§ TO BE DONE:
1: Rewrite the part of the passage about The Great J. J. Jackson that opens with the words containing "The Great J. J. Jackson is" and closes with "and Warner Bros. Records.", swapping "record company" for "label".
2: According to the passage about The Great J. J. Jackson, which record label was a Warner Bros. affiliate?

#### PASSAGE GIVEN

The Great J. J. Jackson is the second album released by J. J. Jackson. The album was released in 1969 on Warner Bros. Records.

History 
The album was released in 1969 by Warner Bros. Records, following the successful 1969 re-release by Warner Bros. of Jackson's 1966 hit single, "But It's Alright". Warner Bros. had acquired from Jackson's former record company, Calla Records, the rights to Jackson's first album, which included "But It's Alright". "But It's Alright" and four other songs from Jackson's first album were included on The Great J. J. Jackson. The balance of the album consisted of non-album singles released on Calla Records, plus A-sides and B-sides of singles Jackson had released in 1968 and 1969 on Loma Records, a Warner Bros. affiliate label, and Warner Bros. Records.

Reaction 
The music is regarded as being consistent across periods, with Jackson being described as "a man devoted to old-school soul", rather than following trends.

########
#### MATERIAL

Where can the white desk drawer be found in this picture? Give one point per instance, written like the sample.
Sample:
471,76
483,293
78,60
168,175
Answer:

########

§ TASK-BY-TASK SOLUTIONS:
1:
The Great J. J. Jackson is the second album released by J. J. Jackson. The album was released in 1969 on Warner Bros. Records.

History 
The album was released in 1969 by Warner Bros. Records, following the successful 1969 re-release by Warner Bros. of Jackson's 1966 hit single, "But It's Alright". Warner Bros. had acquired from Jackson's former label, Calla Records, the rights to Jackson's first album, which included "But It's Alright". "But It's Alright" and four other songs from Jackson's first album were included on The Great J. J. Jackson. The balance of the album consisted of non-album singles released on Calla Records, plus A-sides and B-sides of singles Jackson had released in 1968 and 1969 on Loma Records, a Warner Bros. affiliate label, and Warner Bros. Records.

2: Loma Records